● **QUOTED TEXT**:
Also, from reading the GOSWA coverage PDF, it would seem that if one adds on the Preferred Member Discount service, then the additional hours above and beyond the 20 hours pre-trial time/40 hours trial time hours are the member's financial responsibility at 75% of the normal attorney costs/fess. Is that accurate?

Or should one select the Trial Defense Supplement? I am somewhat confused as to what supplements/add-ons one should select to raise a reasonable defense against an anti-2A criminal plaintiff that would attempt to deprive me of my life and liberty.
 
Do you have a link, or know where we can find this? Sounds like a one of those "friend of a friend told me" things - could it happen? sure, but 10mm isn't the megadeath the memes say, I just don't see 10mm getting someone sent to prison when .357 Magnum or .45 Colt has more energy.
The OP tells people to carry what the LEOs carry, then says not to carry a round that was developed by the FBI for LEO use.

There's some sandwiches missing from that picnic...
 
The OP tells people to carry what the LEOs carry, then says not to carry a round that was developed by the FBI for LEO use.

There's some sandwiches missing from that picnic...

Close - the 10mm was adopted by the Feebs, but it was developed before. I think you're thinking about the .40S&W which was developed from the 10mm for the Feds and other LEO, because they wanted 10mm like performance in a gun with a grip the size of a 9mm - since 10MM is too long to feed in a gun with a 9mm sized gripframe. But yeah - most 10mm sold on the shelves today is just .40SW in a longer case unless you purposefully buy the hotter stuff. Even then, its still not .357Mag territory.
 
The abyss? More like yawn.
Please bear with me as I think outloud the big question.
As Left Coast subversion and riots escalate, viscious attacks on anyone unsympathetic to the cause or the color of their hat, surrounding and pummeling cars lost down alleys like a bad Bronson movie, the Blue Flu..... it seems more likely than EVER that CHL owners may have to use their weapons in SD. Like soon.

● **SET EXERCISE**: Update the forum text from "The abyss? More" through "SD. Like soon.", putting "side streets" wherever "alleys" stands.

● **RAW RECORDS**:

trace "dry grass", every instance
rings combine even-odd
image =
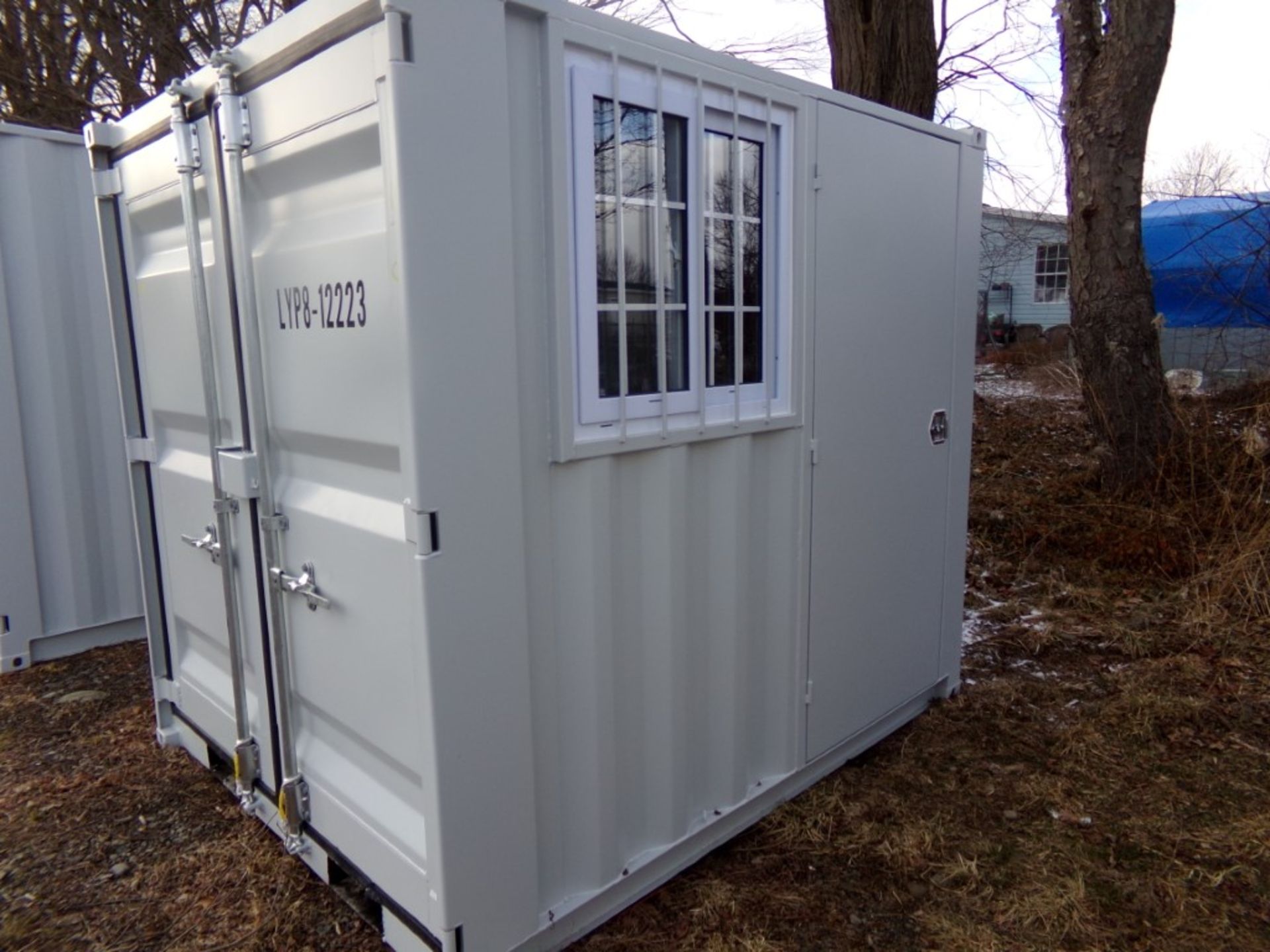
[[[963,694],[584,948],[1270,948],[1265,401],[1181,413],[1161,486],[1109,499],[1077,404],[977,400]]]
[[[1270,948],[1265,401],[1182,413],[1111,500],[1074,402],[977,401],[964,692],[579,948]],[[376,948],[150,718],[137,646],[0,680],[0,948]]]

---

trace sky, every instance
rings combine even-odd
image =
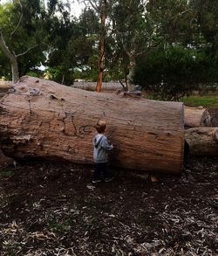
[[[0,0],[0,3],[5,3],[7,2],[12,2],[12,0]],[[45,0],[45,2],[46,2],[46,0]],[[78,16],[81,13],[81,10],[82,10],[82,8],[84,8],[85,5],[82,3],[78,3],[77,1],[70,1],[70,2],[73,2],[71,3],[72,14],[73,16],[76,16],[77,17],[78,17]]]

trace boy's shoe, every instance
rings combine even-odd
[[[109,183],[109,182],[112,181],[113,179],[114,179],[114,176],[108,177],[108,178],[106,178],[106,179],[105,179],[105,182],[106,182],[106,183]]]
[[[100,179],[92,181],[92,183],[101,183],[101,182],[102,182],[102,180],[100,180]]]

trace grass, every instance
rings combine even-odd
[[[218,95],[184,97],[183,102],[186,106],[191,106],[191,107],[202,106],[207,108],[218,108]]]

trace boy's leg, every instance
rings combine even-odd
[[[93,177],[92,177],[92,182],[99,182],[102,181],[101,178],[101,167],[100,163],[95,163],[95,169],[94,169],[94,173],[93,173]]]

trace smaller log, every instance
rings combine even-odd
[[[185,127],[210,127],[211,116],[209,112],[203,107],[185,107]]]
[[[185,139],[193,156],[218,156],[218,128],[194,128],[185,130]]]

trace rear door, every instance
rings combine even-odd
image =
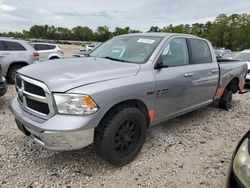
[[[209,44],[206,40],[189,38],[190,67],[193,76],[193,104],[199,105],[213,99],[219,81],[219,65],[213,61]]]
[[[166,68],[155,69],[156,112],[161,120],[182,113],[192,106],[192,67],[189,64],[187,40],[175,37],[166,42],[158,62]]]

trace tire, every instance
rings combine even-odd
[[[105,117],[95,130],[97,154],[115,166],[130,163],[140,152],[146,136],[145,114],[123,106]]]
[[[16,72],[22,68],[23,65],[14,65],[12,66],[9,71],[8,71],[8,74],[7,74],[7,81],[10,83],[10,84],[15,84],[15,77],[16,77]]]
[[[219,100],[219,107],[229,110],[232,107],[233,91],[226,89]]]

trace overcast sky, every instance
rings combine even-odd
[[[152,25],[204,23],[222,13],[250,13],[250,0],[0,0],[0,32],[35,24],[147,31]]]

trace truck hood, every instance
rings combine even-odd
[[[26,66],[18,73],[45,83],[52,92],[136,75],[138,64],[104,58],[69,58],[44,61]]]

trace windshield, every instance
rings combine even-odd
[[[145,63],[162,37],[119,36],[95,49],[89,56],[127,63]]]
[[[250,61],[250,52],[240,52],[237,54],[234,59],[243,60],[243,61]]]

==

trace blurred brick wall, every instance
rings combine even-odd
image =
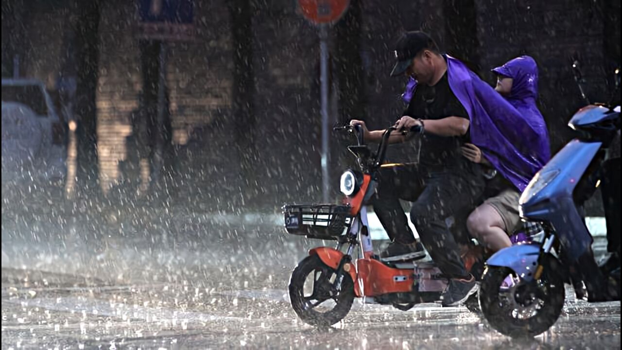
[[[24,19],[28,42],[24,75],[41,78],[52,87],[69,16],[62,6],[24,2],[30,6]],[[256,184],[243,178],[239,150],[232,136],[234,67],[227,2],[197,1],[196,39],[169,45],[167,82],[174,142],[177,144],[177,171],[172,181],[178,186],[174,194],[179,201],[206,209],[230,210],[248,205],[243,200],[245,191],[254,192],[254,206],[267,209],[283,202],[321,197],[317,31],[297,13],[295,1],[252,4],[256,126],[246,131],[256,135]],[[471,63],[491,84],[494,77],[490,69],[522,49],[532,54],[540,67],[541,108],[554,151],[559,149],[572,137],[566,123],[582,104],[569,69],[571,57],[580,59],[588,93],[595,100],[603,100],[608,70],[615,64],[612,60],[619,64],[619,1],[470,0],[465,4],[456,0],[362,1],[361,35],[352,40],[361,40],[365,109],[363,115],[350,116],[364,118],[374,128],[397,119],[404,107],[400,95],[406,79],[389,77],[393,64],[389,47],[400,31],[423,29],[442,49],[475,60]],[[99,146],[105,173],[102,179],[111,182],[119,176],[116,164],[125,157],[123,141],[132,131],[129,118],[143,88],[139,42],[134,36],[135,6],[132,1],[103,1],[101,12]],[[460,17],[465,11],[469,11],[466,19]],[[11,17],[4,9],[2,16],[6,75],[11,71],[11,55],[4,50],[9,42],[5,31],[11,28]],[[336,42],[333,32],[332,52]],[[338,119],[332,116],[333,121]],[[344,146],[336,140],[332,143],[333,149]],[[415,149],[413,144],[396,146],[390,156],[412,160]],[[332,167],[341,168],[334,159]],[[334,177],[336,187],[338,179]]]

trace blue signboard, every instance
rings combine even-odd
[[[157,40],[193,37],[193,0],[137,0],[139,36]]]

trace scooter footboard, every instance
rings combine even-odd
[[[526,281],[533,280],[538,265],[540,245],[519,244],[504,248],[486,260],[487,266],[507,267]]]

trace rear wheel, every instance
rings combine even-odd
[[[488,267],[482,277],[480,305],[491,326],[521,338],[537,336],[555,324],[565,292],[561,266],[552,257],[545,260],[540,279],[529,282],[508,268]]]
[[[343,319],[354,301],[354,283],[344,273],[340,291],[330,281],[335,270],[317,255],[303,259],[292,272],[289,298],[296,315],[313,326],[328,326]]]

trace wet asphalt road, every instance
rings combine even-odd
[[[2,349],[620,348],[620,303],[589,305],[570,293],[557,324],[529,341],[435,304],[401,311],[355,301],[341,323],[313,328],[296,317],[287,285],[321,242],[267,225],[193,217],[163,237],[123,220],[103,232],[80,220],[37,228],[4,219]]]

● **ANSWER TO THE TASK**:
The abyss? More like yawn.
Please bear with me as I think outloud the big question.
As Left Coast subversion and riots escalate, viscious attacks on anyone unsympathetic to the cause or the color of their hat, surrounding and pummeling cars lost down side streets like a bad Bronson movie, the Blue Flu..... it seems more likely than EVER that CHL owners may have to use their weapons in SD. Like soon.